-- begin MATERIAL FOR THE TASK --

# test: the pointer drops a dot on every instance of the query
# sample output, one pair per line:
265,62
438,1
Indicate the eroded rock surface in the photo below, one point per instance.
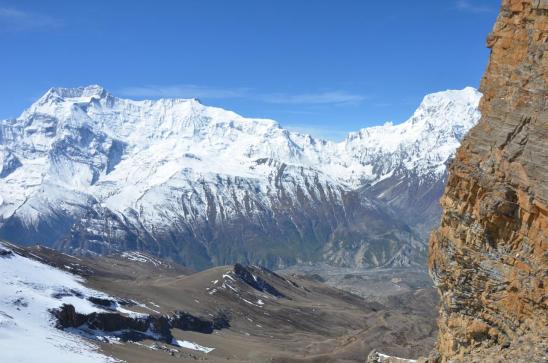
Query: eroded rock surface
488,258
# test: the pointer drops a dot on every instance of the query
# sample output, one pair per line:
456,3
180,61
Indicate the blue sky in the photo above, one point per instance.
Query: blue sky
326,66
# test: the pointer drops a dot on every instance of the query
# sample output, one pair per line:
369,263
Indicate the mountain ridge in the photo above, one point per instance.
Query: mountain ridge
87,171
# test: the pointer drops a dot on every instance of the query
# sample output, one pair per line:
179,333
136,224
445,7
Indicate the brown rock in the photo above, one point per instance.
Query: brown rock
488,257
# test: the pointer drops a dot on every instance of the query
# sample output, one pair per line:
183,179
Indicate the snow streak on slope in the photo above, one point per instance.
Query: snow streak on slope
28,289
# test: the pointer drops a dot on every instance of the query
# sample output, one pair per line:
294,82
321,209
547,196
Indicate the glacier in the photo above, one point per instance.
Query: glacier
89,172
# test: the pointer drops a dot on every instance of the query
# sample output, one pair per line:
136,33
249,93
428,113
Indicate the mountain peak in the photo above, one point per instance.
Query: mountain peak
77,92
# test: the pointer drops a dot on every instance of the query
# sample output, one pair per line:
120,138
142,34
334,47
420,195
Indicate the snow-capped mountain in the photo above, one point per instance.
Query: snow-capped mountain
86,171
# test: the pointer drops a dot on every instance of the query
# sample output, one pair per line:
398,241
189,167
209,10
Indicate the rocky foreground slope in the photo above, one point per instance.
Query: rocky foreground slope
137,308
88,172
488,258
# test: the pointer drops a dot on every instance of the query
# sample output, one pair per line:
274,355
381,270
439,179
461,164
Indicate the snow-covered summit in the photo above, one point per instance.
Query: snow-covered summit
147,163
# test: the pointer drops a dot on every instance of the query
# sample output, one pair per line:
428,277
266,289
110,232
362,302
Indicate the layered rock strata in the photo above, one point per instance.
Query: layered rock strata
488,258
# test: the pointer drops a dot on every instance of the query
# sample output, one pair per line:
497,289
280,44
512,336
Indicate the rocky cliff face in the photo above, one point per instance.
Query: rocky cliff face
488,258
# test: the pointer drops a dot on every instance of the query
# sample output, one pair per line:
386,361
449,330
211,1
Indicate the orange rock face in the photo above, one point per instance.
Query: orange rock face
489,256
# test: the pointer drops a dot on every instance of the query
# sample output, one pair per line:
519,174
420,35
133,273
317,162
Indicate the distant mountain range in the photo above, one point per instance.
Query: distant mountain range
86,172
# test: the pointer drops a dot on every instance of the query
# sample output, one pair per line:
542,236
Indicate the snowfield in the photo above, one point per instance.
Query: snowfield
28,289
77,147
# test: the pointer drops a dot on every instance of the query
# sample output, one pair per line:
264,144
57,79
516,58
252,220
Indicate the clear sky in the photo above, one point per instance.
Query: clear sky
323,66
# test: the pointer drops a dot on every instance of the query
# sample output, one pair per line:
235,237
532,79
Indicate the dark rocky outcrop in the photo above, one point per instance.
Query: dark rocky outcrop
135,328
254,280
123,327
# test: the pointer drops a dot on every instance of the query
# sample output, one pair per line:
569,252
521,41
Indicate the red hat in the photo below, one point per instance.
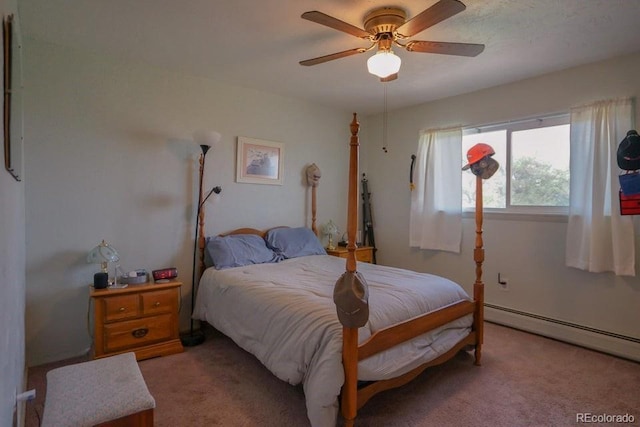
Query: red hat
477,153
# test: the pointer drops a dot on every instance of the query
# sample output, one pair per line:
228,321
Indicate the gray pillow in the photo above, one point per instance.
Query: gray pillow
294,242
237,250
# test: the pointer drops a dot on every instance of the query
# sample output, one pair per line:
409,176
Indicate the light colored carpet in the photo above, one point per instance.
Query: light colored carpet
525,380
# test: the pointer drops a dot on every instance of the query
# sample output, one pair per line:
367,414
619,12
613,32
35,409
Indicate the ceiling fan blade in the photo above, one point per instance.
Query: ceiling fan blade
337,55
445,48
336,24
390,78
427,18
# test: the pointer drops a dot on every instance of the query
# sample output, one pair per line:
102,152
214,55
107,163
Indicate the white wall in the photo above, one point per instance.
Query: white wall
110,155
530,253
12,282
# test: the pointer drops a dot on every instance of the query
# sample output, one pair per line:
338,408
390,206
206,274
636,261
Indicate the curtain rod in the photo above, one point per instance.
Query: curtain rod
517,121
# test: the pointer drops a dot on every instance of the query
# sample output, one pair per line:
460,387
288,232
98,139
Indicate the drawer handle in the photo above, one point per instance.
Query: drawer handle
140,333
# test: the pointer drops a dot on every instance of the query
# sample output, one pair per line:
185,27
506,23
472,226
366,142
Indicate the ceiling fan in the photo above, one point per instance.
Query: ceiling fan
387,26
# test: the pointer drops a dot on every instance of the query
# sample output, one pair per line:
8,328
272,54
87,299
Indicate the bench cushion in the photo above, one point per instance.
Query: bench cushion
89,393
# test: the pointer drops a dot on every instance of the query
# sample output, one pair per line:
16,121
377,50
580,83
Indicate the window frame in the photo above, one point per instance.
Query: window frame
515,126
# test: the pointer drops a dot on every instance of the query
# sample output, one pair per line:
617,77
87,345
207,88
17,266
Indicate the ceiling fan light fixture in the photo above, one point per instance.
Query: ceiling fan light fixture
384,63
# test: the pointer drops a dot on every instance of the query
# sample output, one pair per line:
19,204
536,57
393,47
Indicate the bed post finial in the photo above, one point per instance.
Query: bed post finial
350,335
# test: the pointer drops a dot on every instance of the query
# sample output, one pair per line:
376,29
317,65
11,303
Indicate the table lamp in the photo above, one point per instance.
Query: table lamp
102,254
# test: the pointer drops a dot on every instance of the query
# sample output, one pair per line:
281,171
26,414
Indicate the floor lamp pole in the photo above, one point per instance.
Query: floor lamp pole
196,337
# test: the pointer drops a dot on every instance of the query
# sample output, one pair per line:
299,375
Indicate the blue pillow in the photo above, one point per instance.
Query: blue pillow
294,242
237,250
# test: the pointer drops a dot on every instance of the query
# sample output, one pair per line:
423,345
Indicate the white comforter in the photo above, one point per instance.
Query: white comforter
284,314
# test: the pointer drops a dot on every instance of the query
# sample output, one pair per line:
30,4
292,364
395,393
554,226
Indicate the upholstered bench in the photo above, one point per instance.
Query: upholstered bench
104,392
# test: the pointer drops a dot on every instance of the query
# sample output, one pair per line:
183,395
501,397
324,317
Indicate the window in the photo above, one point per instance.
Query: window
534,166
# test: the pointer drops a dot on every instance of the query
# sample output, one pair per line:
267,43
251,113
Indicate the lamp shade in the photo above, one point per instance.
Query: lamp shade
103,254
384,63
207,137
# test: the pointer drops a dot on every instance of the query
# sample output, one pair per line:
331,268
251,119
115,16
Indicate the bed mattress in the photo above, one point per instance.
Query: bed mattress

-- end MATERIAL FOR THE TASK --

- [YOUR INSTRUCTIONS]: All records above are to be printed exactly, minus the pictures they contain.

- [SOLUTION TO THIS EXERCISE]:
# test: the pointer drops a dot on every instance of the query
# sample output, one pair per line:
265,62
438,1
Indicate the eroded rock surface in the photo below, one point per instance.
Query: eroded rock surface
488,258
# test: the pointer drops a dot on every instance of the query
# sample output, one pair per line:
456,3
180,61
Indicate the blue sky in the photo above, one point per instance.
Query: blue sky
326,66
# test: the pointer drops a dot on every instance of the query
# sample output, one pair per line:
369,263
Indicate the mountain ridge in the photo above, one point per instance.
Query: mountain ridge
87,171
# test: the pointer drops a dot on every instance of the query
# sample output, one pair per line:
179,333
136,224
445,7
Indicate the brown rock in the photo above, one point per instance.
Query: brown rock
488,257
# test: the pointer drops a dot on every instance of the query
# sample output, one pair per line:
183,179
Indicate the snow streak on slope in the photo above, one point per instance.
Query: snow streak on slope
28,289
# test: the pointer drops a dot on every instance of the query
# sample output, one pair per line:
294,82
321,209
547,196
Indicate the glacier in the photo above, one point per instance.
Query: glacier
89,172
# test: the pointer drops a dot on every instance of the query
# sample output, one pair per line:
136,33
249,93
428,113
Indicate the mountain peak in the photo above, one point per instance.
Query: mountain peak
77,92
# test: the pointer drops a dot on every instance of the query
# sample output, one pair per line:
120,138
142,34
334,47
420,195
Indicate the snow-capped mountain in the photo above, one point per instance.
Query: snow-capped mountain
86,171
# test: the pointer drops a dot on every instance of the query
# sample output, one pair per line:
398,241
189,167
209,10
Indicate the rocky foreground slope in the photo above, one point per instance.
Query: rocky foreground slope
137,308
88,172
488,258
# test: the pointer drops a dot on every instance of the query
# sample output, one pair per line:
274,355
381,270
439,179
461,164
Indicate the snow-covered summit in the photo above, one point per instance.
Query: snow-covered summit
147,163
# test: the pointer drops a dot on every instance of the query
# sample output, one pair per line:
428,277
266,289
110,232
362,302
Indicate the layered rock strata in the photo above, one point per instance.
Query: layered rock strata
488,258
# test: the pointer drops a dot on every instance of the query
# sample output, one pair per line:
497,289
280,44
512,336
Indicate the rocky cliff face in the photo above, one point per instance.
Query: rocky cliff face
488,258
# test: the pointer drops a dot on every instance of the query
# sample output, one pair per line:
386,361
449,330
211,1
Indicate the orange rock face in the photo above, one point per instance.
Query: orange rock face
489,256
# test: the pointer drops a dot on every instance of the query
# sample output, one pair per line:
519,174
420,35
133,273
317,162
Indicate the distant mountain range in the photo above, one point per instance.
Query: distant mountain range
86,172
# test: the pointer drops a dot on every instance of the query
# sample output, one pair per line:
542,236
Indicate the snowfield in the photo above, one point per instance.
Query: snowfield
28,289
77,147
# test: the pointer drops a dot on every instance of the query
# sample output, one pair per line:
264,144
57,79
516,58
252,220
Indicate the clear sky in the photo above, one point per instance.
Query: clear sky
323,66
# test: the pointer drops a dot on every instance of the query
# sample output, one pair per line:
235,237
532,79
Indicate the dark rocky outcrop in the photo above, one point per instance.
Query: dark rocky outcrop
135,328
254,280
123,327
# test: the pointer drops a dot on every instance of the query
# sample output, one pair per line:
569,252
521,41
Indicate the red hat in the photo below, one point per instance.
Query: red hat
477,153
# test: the pointer drops a dot on every instance of the query
# sample output, one pair per line:
228,321
Indicate the gray pillow in the photo above, one point per instance.
Query: gray pillow
294,242
237,250
# test: the pointer drops a dot on every instance of the query
# sample output, one pair per line:
409,176
Indicate the light colored carpet in the photo above, one point per instance.
Query: light colored carpet
525,380
# test: the pointer drops a dot on every instance of the query
# sample output, one pair per line:
367,414
619,12
613,32
35,409
Indicate the ceiling fan blade in the photo above, one point per instance.
Query: ceiling fan blade
337,55
445,48
336,24
390,78
427,18
# test: the pointer drops a dot on every instance of the query
# sample output, one pair per line:
102,152
214,55
107,163
Indicate the white wall in the photo above, one point per instance.
Query: white wall
110,155
530,253
12,282
# test: the pointer drops a dot on every instance of the query
# sample output, one pair per line:
338,408
390,206
206,274
636,261
Indicate the curtain rod in the photo above, one point per instance.
Query: curtain rod
517,121
# test: the pointer drops a dot on every instance of the query
# sample output, one pair per line:
460,387
288,232
98,139
Indicate the drawer handle in the photo above, one point per instance.
Query: drawer handle
140,333
# test: the pointer drops a dot on every instance of the query
# sample output, one pair per line:
185,27
506,23
472,226
366,142
Indicate the ceiling fan in the photo above, one point per instance.
Query: ceiling fan
387,26
# test: the pointer drops a dot on every instance of the query
# sample output, one pair per line:
8,328
272,54
87,299
Indicate the bench cushion in the photo above, one point per instance.
Query: bench cushion
89,393
# test: the pointer drops a dot on every instance of the query
# sample output, one pair per line:
16,121
377,50
580,83
Indicate the window frame in the photo above, one point per instance.
Query: window frame
515,126
# test: the pointer drops a dot on every instance of the query
# sample output, one pair per line:
617,77
87,345
207,88
17,266
Indicate the ceiling fan light fixture in the photo above, one point per instance.
Query: ceiling fan light fixture
384,63
# test: the pointer drops a dot on every instance of the query
# sample output, one pair per line:
19,204
536,57
393,47
Indicate the bed post finial in the photo above, one point per instance.
Query: bed post finial
350,335
# test: the pointer drops a dot on every instance of the query
# sample output, one pair per line:
376,29
317,65
11,303
Indicate the table lamp in the photo above, one point per instance.
Query: table lamp
102,254
# test: the pointer drops a dot on every instance of the query
# sample output, one pair per line:
281,171
26,414
Indicate the floor lamp pole in the photo above, one point per instance.
Query: floor lamp pole
196,337
# test: the pointer drops a dot on every instance of the query
# sample output, one pair per line:
299,375
Indicate the blue pillow in the photo above, one point per instance.
Query: blue pillow
294,242
237,250
# test: the pointer drops a dot on every instance of the query
# sample output, one pair per line:
423,345
Indicate the white comforter in the photo above, one point per instance.
Query: white comforter
284,314
# test: the pointer drops a dot on every instance of the query
# sample output, one pair per line:
30,4
292,364
395,393
554,226
Indicate the upholstered bench in the photo above, one point per instance.
Query: upholstered bench
104,392
# test: the pointer drops a dot on every instance of the query
# sample output, one pair per line:
183,395
501,397
324,317
Indicate the window in the photo above, one point per instance.
Query: window
534,166
# test: the pointer drops a dot on every instance of the query
# sample output, one pair per line:
267,43
251,113
Indicate the lamp shade in the photo above, one point per instance.
Query: lamp shade
103,254
384,63
207,137
# test: the pointer drops a dot on every instance of the query
# sample output, one pair per line:
331,268
251,119
115,16
Indicate the bed mattress in the photo above, one point per instance.
Query: bed mattress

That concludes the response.